Provided data:
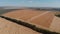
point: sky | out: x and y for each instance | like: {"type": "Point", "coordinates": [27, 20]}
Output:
{"type": "Point", "coordinates": [30, 3]}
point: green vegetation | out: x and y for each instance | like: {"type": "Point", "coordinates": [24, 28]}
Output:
{"type": "Point", "coordinates": [58, 15]}
{"type": "Point", "coordinates": [31, 26]}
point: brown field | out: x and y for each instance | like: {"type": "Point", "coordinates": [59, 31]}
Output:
{"type": "Point", "coordinates": [40, 18]}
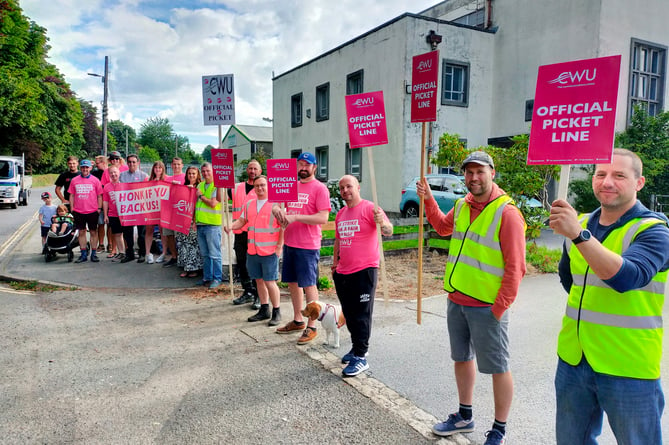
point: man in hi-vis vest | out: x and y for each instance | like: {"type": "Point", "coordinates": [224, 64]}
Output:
{"type": "Point", "coordinates": [486, 262]}
{"type": "Point", "coordinates": [614, 267]}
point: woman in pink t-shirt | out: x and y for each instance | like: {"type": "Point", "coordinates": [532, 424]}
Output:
{"type": "Point", "coordinates": [157, 174]}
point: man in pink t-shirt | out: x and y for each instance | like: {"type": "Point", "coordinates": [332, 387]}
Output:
{"type": "Point", "coordinates": [302, 243]}
{"type": "Point", "coordinates": [355, 263]}
{"type": "Point", "coordinates": [86, 202]}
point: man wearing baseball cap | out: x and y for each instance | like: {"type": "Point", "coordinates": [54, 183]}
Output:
{"type": "Point", "coordinates": [485, 265]}
{"type": "Point", "coordinates": [86, 201]}
{"type": "Point", "coordinates": [302, 242]}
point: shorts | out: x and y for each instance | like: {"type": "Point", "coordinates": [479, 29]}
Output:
{"type": "Point", "coordinates": [167, 232]}
{"type": "Point", "coordinates": [475, 332]}
{"type": "Point", "coordinates": [115, 225]}
{"type": "Point", "coordinates": [263, 267]}
{"type": "Point", "coordinates": [300, 266]}
{"type": "Point", "coordinates": [81, 220]}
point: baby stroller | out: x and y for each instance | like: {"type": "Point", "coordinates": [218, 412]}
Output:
{"type": "Point", "coordinates": [56, 243]}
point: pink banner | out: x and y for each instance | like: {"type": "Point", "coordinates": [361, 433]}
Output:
{"type": "Point", "coordinates": [366, 119]}
{"type": "Point", "coordinates": [177, 213]}
{"type": "Point", "coordinates": [282, 180]}
{"type": "Point", "coordinates": [139, 203]}
{"type": "Point", "coordinates": [424, 78]}
{"type": "Point", "coordinates": [223, 165]}
{"type": "Point", "coordinates": [575, 112]}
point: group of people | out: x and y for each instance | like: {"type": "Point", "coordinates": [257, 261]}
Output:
{"type": "Point", "coordinates": [614, 268]}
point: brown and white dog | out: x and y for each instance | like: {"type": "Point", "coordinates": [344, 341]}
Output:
{"type": "Point", "coordinates": [329, 315]}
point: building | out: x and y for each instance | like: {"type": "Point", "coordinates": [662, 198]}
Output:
{"type": "Point", "coordinates": [490, 53]}
{"type": "Point", "coordinates": [246, 140]}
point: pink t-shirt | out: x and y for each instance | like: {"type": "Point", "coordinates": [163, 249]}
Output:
{"type": "Point", "coordinates": [105, 175]}
{"type": "Point", "coordinates": [313, 197]}
{"type": "Point", "coordinates": [109, 196]}
{"type": "Point", "coordinates": [358, 241]}
{"type": "Point", "coordinates": [181, 178]}
{"type": "Point", "coordinates": [86, 192]}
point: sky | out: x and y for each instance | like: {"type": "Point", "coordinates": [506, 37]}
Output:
{"type": "Point", "coordinates": [160, 49]}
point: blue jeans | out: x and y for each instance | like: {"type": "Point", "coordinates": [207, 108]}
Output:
{"type": "Point", "coordinates": [633, 406]}
{"type": "Point", "coordinates": [209, 239]}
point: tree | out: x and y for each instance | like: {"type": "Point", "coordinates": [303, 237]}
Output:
{"type": "Point", "coordinates": [39, 114]}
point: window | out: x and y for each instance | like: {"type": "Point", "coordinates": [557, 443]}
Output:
{"type": "Point", "coordinates": [354, 82]}
{"type": "Point", "coordinates": [455, 83]}
{"type": "Point", "coordinates": [323, 102]}
{"type": "Point", "coordinates": [322, 167]}
{"type": "Point", "coordinates": [354, 162]}
{"type": "Point", "coordinates": [647, 77]}
{"type": "Point", "coordinates": [296, 110]}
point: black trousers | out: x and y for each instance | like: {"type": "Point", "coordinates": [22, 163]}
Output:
{"type": "Point", "coordinates": [356, 295]}
{"type": "Point", "coordinates": [129, 238]}
{"type": "Point", "coordinates": [241, 246]}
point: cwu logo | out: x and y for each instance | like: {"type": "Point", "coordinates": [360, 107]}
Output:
{"type": "Point", "coordinates": [577, 77]}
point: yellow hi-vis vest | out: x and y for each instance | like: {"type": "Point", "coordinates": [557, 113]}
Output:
{"type": "Point", "coordinates": [620, 334]}
{"type": "Point", "coordinates": [205, 214]}
{"type": "Point", "coordinates": [263, 235]}
{"type": "Point", "coordinates": [475, 264]}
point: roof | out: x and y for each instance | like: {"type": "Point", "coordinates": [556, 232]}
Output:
{"type": "Point", "coordinates": [253, 133]}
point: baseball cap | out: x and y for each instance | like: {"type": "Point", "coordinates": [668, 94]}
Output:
{"type": "Point", "coordinates": [306, 156]}
{"type": "Point", "coordinates": [478, 157]}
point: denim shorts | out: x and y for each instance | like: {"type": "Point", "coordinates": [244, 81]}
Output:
{"type": "Point", "coordinates": [263, 267]}
{"type": "Point", "coordinates": [300, 266]}
{"type": "Point", "coordinates": [475, 332]}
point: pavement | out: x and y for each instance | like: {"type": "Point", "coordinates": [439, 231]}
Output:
{"type": "Point", "coordinates": [409, 386]}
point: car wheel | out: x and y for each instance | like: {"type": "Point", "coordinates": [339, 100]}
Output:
{"type": "Point", "coordinates": [411, 211]}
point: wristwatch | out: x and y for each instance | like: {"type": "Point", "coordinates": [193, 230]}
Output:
{"type": "Point", "coordinates": [583, 236]}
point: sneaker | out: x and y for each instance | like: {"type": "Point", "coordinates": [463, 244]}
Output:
{"type": "Point", "coordinates": [307, 335]}
{"type": "Point", "coordinates": [355, 367]}
{"type": "Point", "coordinates": [245, 297]}
{"type": "Point", "coordinates": [346, 359]}
{"type": "Point", "coordinates": [494, 437]}
{"type": "Point", "coordinates": [454, 424]}
{"type": "Point", "coordinates": [171, 263]}
{"type": "Point", "coordinates": [292, 326]}
{"type": "Point", "coordinates": [263, 314]}
{"type": "Point", "coordinates": [276, 317]}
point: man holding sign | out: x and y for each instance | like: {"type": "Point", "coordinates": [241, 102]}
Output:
{"type": "Point", "coordinates": [486, 263]}
{"type": "Point", "coordinates": [614, 266]}
{"type": "Point", "coordinates": [302, 243]}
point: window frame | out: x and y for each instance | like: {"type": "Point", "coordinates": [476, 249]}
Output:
{"type": "Point", "coordinates": [464, 91]}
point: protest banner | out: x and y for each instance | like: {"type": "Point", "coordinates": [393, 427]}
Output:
{"type": "Point", "coordinates": [177, 212]}
{"type": "Point", "coordinates": [223, 166]}
{"type": "Point", "coordinates": [282, 180]}
{"type": "Point", "coordinates": [139, 203]}
{"type": "Point", "coordinates": [424, 78]}
{"type": "Point", "coordinates": [366, 119]}
{"type": "Point", "coordinates": [218, 99]}
{"type": "Point", "coordinates": [574, 115]}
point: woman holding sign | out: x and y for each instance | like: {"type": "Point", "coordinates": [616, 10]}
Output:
{"type": "Point", "coordinates": [157, 174]}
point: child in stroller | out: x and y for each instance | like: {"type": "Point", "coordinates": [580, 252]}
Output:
{"type": "Point", "coordinates": [62, 237]}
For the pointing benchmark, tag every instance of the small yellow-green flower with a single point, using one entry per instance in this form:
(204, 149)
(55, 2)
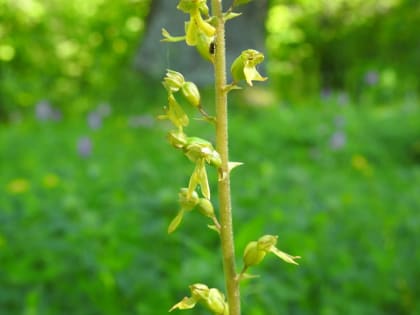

Do this: Locate each line of the data that contains the word "yellow", treating case as significant, and copy those lines.

Task result:
point: yellow hi-vis vest | out: x and y for each instance | like: {"type": "Point", "coordinates": [557, 113]}
For the pointing benchmark, tag every instance of the small yellow-green flower with a single point, using one entry per instance in this form:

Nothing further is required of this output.